A run of records:
#####

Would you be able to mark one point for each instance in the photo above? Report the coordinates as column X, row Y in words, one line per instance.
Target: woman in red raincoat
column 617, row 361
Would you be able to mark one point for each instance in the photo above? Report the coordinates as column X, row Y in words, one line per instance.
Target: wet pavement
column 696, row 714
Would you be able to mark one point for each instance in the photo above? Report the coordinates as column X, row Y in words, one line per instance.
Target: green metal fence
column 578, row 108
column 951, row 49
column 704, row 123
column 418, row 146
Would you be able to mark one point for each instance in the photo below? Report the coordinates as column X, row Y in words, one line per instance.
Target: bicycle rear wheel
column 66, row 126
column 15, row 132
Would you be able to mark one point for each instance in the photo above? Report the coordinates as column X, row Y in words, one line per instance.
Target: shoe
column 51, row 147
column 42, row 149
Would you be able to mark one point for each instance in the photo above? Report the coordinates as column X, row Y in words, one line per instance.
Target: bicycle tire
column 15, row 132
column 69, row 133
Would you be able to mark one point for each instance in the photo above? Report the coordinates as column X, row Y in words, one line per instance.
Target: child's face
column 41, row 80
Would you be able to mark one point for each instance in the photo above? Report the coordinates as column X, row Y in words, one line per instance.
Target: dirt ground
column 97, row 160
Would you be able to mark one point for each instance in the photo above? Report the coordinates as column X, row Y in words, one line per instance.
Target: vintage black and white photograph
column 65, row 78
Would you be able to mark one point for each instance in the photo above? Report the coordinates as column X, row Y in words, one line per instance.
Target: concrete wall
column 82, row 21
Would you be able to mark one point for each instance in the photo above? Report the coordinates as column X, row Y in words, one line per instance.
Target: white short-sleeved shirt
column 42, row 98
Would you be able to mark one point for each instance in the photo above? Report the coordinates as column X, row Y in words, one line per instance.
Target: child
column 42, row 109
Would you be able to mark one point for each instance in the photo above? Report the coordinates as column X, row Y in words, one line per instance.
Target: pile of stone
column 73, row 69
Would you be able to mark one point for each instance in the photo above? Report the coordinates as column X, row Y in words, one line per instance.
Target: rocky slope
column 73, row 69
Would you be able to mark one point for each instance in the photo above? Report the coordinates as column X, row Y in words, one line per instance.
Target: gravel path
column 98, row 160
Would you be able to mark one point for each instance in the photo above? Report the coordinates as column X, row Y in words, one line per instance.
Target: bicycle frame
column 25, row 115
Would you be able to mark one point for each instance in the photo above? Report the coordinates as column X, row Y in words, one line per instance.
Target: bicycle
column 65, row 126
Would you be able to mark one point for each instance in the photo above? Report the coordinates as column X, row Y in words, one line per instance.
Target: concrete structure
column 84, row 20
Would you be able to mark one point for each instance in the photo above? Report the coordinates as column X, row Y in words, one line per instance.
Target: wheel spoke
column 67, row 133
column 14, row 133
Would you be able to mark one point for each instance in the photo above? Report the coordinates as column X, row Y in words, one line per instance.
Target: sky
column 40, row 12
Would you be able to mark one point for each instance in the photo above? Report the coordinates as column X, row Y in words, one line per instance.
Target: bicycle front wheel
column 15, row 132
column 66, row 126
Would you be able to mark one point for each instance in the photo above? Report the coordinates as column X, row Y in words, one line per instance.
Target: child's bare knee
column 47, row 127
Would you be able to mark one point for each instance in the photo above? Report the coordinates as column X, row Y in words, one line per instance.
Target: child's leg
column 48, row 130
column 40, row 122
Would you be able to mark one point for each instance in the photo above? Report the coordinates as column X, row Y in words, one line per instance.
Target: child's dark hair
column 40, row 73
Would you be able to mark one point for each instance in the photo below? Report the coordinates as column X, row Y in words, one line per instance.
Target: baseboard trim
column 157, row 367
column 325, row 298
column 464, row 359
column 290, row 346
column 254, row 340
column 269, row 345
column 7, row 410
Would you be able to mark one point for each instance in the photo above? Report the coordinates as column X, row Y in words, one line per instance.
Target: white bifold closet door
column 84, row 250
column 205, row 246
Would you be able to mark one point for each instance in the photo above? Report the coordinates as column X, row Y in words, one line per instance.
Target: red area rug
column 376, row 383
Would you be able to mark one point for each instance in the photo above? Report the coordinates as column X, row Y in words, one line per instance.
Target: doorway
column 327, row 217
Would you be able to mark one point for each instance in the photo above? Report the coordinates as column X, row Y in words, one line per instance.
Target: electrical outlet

#####

REQUIREMENTS.
Rewrite the listing above as a Markdown table with two columns, No. and Entry. Put each line in its own row, numbered in order, and leave out any blank lines.

WRITTEN ANSWER.
| No. | Entry |
|---|---|
| 1 | Would you be able to mark one point for each instance in the photo above? Report the coordinates as column X, row Y in words, one line per instance. |
| 2 | Target: woman in red raincoat |
| 3 | column 617, row 361 |
| 4 | Would you be able to mark one point for each instance in the photo above? Report the coordinates as column X, row Y in words, one line per instance. |
| 5 | Target: wet pavement |
| 6 | column 696, row 714 |
| 7 | Would you be able to mark one point for each instance in the photo above? Report the coordinates as column X, row Y in words, one line per instance. |
| 8 | Target: green metal fence |
| 9 | column 578, row 108 |
| 10 | column 951, row 49 |
| 11 | column 704, row 123 |
| 12 | column 418, row 146 |
| 13 | Would you be able to mark one point for each instance in the photo below? Report the coordinates as column X, row Y in words, one line per instance. |
| 14 | Target: bicycle rear wheel |
| 15 | column 66, row 126 |
| 16 | column 15, row 132 |
| 17 | Would you be able to mark one point for each instance in the photo above? Report the coordinates as column X, row Y in words, one line per instance. |
| 18 | Target: shoe |
| 19 | column 51, row 147 |
| 20 | column 42, row 149 |
| 21 | Would you be able to mark one point for each instance in the photo above? Report the coordinates as column X, row Y in words, one line per instance. |
| 22 | Target: bicycle tire |
| 23 | column 15, row 132 |
| 24 | column 69, row 133 |
| 25 | Would you be able to mark one point for each instance in the photo above? Report the coordinates as column X, row Y in words, one line per instance. |
| 26 | Target: child's face |
| 27 | column 41, row 80 |
| 28 | Would you be able to mark one point for each instance in the photo above? Report the coordinates as column X, row Y in words, one line per instance. |
| 29 | Target: dirt ground |
| 30 | column 97, row 160 |
| 31 | Would you be able to mark one point for each instance in the photo above? Report the coordinates as column X, row Y in words, one line per instance. |
| 32 | Target: vintage black and white photograph |
| 33 | column 65, row 78 |
| 34 | Would you be able to mark one point for each instance in the photo above? Report the coordinates as column X, row Y in words, one line per instance. |
| 35 | Target: concrete wall |
| 36 | column 82, row 21 |
| 37 | Would you be able to mark one point for each instance in the photo above? Report the coordinates as column X, row Y in words, one line per instance. |
| 38 | Target: white short-sleeved shirt |
| 39 | column 42, row 98 |
| 40 | Would you be able to mark one point for each instance in the photo above? Report the coordinates as column X, row Y in words, one line per instance. |
| 41 | Target: child |
| 42 | column 42, row 109 |
| 43 | Would you be able to mark one point for each instance in the photo above? Report the coordinates as column X, row Y in words, one line per instance. |
| 44 | Target: pile of stone |
| 45 | column 73, row 69 |
| 46 | Would you be able to mark one point for each instance in the photo above? Report the coordinates as column X, row Y in words, one line per instance. |
| 47 | Target: rocky slope |
| 48 | column 73, row 69 |
| 49 | Would you be able to mark one point for each instance in the photo above? Report the coordinates as column X, row Y in words, one line per instance. |
| 50 | Target: gravel path |
| 51 | column 98, row 160 |
| 52 | Would you be able to mark one point for each instance in the photo above? Report the coordinates as column X, row Y in words, one line per instance. |
| 53 | Target: bicycle frame |
| 54 | column 25, row 115 |
| 55 | Would you be able to mark one point for each instance in the photo above? Report the coordinates as column X, row Y in words, one line per instance. |
| 56 | Target: bicycle |
| 57 | column 65, row 126 |
| 58 | Would you be able to mark one point for each instance in the photo above? Report the coordinates as column X, row Y in words, one line per instance. |
| 59 | Target: concrete structure |
| 60 | column 84, row 20 |
| 61 | Would you be able to mark one point for each instance in the photo above? Report the coordinates as column X, row Y in words, one line per instance. |
| 62 | Target: wheel spoke |
| 63 | column 67, row 133 |
| 64 | column 14, row 133 |
| 65 | Would you be able to mark one point for each instance in the photo above? Report the coordinates as column X, row Y in words, one line per instance. |
| 66 | Target: sky |
| 67 | column 40, row 12 |
| 68 | Would you be able to mark one point for each instance in the photo above? Report the coordinates as column X, row Y in words, one line per instance. |
| 69 | Target: bicycle front wheel |
| 70 | column 15, row 132 |
| 71 | column 66, row 126 |
| 72 | Would you be able to mark one point for each instance in the photo above? Report the coordinates as column X, row Y in words, one line per instance. |
| 73 | Target: child's bare knee |
| 74 | column 47, row 127 |
| 75 | Would you be able to mark one point for each instance in the photo above? Report the coordinates as column X, row Y in words, one line per instance. |
| 76 | Target: child's leg |
| 77 | column 48, row 130 |
| 78 | column 40, row 122 |
| 79 | Would you be able to mark one point for each instance in the photo above? Report the coordinates as column X, row Y in words, one line per instance. |
| 80 | Target: child's dark hair |
| 81 | column 40, row 73 |
| 82 | Would you be able to mark one point for each instance in the photo below? Report the coordinates as column X, row Y in words, one line per instance. |
| 83 | Target: baseboard trim |
| 84 | column 157, row 367 |
| 85 | column 325, row 298 |
| 86 | column 464, row 359 |
| 87 | column 290, row 346 |
| 88 | column 254, row 340 |
| 89 | column 269, row 345 |
| 90 | column 7, row 410 |
| 91 | Would you be able to mark one point for each instance in the photo above? Report the coordinates as column X, row Y in words, one line per instance. |
| 92 | Target: white bifold closet door |
| 93 | column 84, row 250 |
| 94 | column 205, row 246 |
| 95 | Would you be able to mark one point for each instance in the photo above? Report the coordinates as column X, row Y in words, one line per instance. |
| 96 | Target: red area rug |
| 97 | column 376, row 383 |
| 98 | Would you be able to mark one point for each instance in the photo above? Report the coordinates as column X, row Y in words, one line per instance. |
| 99 | Target: doorway |
| 100 | column 327, row 217 |
| 101 | Would you be able to mark one point for each instance in the photo above? Report the coordinates as column X, row Y in words, one line per instance. |
| 102 | Target: electrical outlet |